Start Task data
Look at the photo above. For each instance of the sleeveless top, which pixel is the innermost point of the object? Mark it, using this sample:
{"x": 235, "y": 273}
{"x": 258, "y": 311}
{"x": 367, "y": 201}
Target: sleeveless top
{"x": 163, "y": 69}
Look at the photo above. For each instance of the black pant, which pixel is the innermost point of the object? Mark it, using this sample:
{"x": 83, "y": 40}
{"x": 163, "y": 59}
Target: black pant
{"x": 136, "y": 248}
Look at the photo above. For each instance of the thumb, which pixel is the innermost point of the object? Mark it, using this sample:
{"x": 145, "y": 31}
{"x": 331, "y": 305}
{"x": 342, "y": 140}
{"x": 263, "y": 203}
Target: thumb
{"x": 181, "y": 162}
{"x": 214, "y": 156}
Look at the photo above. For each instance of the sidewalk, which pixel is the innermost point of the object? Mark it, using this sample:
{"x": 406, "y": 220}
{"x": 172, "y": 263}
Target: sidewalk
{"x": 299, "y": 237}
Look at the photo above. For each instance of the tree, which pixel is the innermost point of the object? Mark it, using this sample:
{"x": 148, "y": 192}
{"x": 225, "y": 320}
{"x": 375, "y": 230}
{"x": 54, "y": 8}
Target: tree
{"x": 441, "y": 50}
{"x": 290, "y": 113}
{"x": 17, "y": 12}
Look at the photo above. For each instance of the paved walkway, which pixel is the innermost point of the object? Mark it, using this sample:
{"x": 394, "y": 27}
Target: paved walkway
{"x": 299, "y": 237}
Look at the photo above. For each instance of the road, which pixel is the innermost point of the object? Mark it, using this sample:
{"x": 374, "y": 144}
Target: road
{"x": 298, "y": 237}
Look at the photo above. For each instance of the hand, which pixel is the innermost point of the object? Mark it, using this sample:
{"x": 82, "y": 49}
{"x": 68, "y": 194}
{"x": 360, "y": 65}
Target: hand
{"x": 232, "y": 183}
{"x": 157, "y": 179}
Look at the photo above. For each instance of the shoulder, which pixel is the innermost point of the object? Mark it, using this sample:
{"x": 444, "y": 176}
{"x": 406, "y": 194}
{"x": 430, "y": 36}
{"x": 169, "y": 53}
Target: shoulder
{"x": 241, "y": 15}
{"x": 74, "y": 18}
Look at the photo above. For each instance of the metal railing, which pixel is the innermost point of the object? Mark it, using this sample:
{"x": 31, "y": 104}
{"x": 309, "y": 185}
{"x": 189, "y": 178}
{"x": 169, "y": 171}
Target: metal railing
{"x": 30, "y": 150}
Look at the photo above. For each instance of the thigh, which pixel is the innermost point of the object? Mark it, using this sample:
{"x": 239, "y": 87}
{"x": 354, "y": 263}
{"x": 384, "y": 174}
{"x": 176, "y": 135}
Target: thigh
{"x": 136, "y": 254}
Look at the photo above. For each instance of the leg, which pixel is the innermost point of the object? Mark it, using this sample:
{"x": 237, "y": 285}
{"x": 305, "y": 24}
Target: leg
End Task data
> **Instructions to follow**
Transcribe each record exactly. Leave nothing out.

> **The reply**
Look at the photo above. For each instance of the sleeveless top, which pixel is the innermost point of the object? Mark it, using this sample:
{"x": 235, "y": 273}
{"x": 258, "y": 311}
{"x": 367, "y": 201}
Target: sleeveless top
{"x": 163, "y": 69}
Look at the photo above. For each instance of the black pant, which pixel is the innermost point of the object? Mark it, using this sample:
{"x": 83, "y": 40}
{"x": 163, "y": 59}
Target: black pant
{"x": 136, "y": 248}
Look at the photo above. For each instance of the thumb, which pixel is the innermost point of the object? Mark it, using this sample:
{"x": 145, "y": 31}
{"x": 331, "y": 305}
{"x": 342, "y": 140}
{"x": 263, "y": 203}
Target: thumb
{"x": 181, "y": 162}
{"x": 214, "y": 156}
Look at the photo above. For each instance of the sidewalk, which pixel is the innermost point of the object? Mark it, using this sample:
{"x": 406, "y": 220}
{"x": 172, "y": 263}
Target: sidewalk
{"x": 299, "y": 237}
Look at the photo above. For each instance of the tree, which pixel is the innermost point of the object? Mark it, using this sample:
{"x": 148, "y": 192}
{"x": 225, "y": 320}
{"x": 375, "y": 230}
{"x": 54, "y": 8}
Target: tree
{"x": 441, "y": 50}
{"x": 290, "y": 113}
{"x": 17, "y": 12}
Look at the photo above. For each instance of the paved walkway, which pixel is the innermost point of the object? Mark it, using this sample:
{"x": 394, "y": 27}
Target: paved walkway
{"x": 299, "y": 237}
Look at the photo above. For each instance of the road, which pixel is the innermost point of the object? Mark it, using this sample:
{"x": 374, "y": 144}
Target: road
{"x": 298, "y": 237}
Look at the photo above. For each instance of the hand, which pixel is the innermost point of the object? Mark it, using this sample:
{"x": 82, "y": 49}
{"x": 68, "y": 194}
{"x": 360, "y": 65}
Target: hand
{"x": 232, "y": 183}
{"x": 157, "y": 179}
Look at the photo above. For each instance of the shoulder, which pixel is the innermost point of the object? Mark it, using this sample:
{"x": 444, "y": 176}
{"x": 406, "y": 194}
{"x": 430, "y": 36}
{"x": 169, "y": 53}
Target: shoulder
{"x": 241, "y": 15}
{"x": 74, "y": 18}
Look at the photo above. For each instance of the metal railing, which pixel is the innermost point of the object? Mark it, using this sample:
{"x": 31, "y": 104}
{"x": 309, "y": 185}
{"x": 189, "y": 178}
{"x": 169, "y": 171}
Target: metal railing
{"x": 30, "y": 150}
Look at the photo above. For each instance of the thigh, which pixel is the innermost point of the object? Mark it, using this sample:
{"x": 239, "y": 87}
{"x": 354, "y": 263}
{"x": 384, "y": 174}
{"x": 176, "y": 135}
Target: thigh
{"x": 136, "y": 254}
Look at the photo above. For each instance of the leg, which pixel is the innermost point of the object? Mark it, using this sample:
{"x": 237, "y": 285}
{"x": 305, "y": 24}
Target: leg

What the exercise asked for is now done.